> _Excerpted records_:
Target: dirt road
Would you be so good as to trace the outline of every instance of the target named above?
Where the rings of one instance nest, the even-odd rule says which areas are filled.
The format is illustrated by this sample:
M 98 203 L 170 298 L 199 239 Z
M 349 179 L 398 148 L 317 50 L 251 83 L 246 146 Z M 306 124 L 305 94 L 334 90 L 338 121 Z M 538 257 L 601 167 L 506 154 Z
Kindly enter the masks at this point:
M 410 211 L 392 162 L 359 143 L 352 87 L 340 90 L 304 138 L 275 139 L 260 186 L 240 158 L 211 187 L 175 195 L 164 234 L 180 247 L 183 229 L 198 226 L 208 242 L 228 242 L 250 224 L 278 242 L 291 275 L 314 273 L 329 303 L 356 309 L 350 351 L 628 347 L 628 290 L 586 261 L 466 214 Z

* * *

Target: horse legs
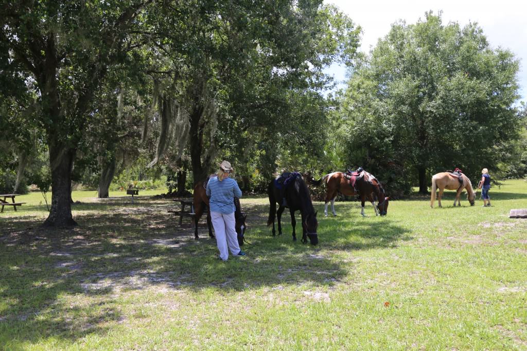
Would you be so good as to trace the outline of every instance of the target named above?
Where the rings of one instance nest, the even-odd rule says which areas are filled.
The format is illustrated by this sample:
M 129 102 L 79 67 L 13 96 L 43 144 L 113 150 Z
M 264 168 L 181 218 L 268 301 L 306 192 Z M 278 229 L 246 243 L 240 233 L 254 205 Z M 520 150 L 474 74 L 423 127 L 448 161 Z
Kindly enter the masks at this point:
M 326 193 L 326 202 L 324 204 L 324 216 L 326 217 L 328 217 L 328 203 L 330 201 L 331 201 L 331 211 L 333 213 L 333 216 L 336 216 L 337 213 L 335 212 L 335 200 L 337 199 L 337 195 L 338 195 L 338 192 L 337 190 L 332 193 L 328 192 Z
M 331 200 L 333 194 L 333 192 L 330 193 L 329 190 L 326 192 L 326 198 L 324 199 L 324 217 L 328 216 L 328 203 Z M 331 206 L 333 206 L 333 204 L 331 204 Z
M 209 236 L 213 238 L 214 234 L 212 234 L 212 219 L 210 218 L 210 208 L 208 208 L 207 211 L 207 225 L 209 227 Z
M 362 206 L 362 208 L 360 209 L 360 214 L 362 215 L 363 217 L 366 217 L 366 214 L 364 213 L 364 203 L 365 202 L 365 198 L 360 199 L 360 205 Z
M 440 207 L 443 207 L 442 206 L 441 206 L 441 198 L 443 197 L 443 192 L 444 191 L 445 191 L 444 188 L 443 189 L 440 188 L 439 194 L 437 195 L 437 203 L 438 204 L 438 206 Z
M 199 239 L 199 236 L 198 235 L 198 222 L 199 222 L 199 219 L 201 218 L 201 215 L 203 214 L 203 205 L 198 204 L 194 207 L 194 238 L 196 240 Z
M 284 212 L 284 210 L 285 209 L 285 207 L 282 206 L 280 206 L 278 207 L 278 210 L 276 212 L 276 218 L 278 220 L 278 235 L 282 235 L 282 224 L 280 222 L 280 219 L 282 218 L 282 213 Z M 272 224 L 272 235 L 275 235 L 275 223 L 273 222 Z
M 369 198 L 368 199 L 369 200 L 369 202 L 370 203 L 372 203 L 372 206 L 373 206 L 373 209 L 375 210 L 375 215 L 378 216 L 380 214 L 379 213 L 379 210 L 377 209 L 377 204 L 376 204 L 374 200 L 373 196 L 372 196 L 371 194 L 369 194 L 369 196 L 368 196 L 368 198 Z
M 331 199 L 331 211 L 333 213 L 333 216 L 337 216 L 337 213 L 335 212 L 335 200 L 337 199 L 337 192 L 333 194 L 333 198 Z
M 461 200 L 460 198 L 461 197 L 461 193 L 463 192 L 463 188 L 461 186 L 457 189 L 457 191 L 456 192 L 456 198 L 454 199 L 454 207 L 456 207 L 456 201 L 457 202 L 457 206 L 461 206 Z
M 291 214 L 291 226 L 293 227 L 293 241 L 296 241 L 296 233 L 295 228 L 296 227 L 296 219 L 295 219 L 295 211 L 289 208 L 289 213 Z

> _Instructions for the task_: Rewrite the data, starting with the line containing "Target: dirt road" and ending with the line containing "M 410 211 L", both included, as a JSON list of strings with one string per line. Leave out blank lines.

> _Exercise output_:
[
  "Target: dirt road",
  "Would you be so good as to trace the outline of every instance of the target named above?",
  "Where the rings of one instance nest, the even-odd rule says which areas are filled.",
  "The format is illustrated by this sample:",
  "M 98 203 L 170 298 L 199 239 Z",
  "M 349 179 L 398 148 L 317 50 L 251 83 L 246 146 Z M 306 124 L 305 94 L 334 90 L 338 121 Z M 538 257 L 601 167 L 506 154 Z",
  "Kindly enter the masks at this point:",
  "M 410 211 L 392 162 L 359 143 L 352 87 L 340 90 L 304 138 L 275 139 L 260 186 L 240 158 L 211 187 L 175 195 L 164 234 L 180 247 L 183 229 L 198 226 L 208 242 L 228 242 L 250 224 L 278 242 L 291 275 L 314 273 L 329 303 L 356 309 L 350 351 L 628 347 L 628 290 L 586 261 L 466 214 Z"
]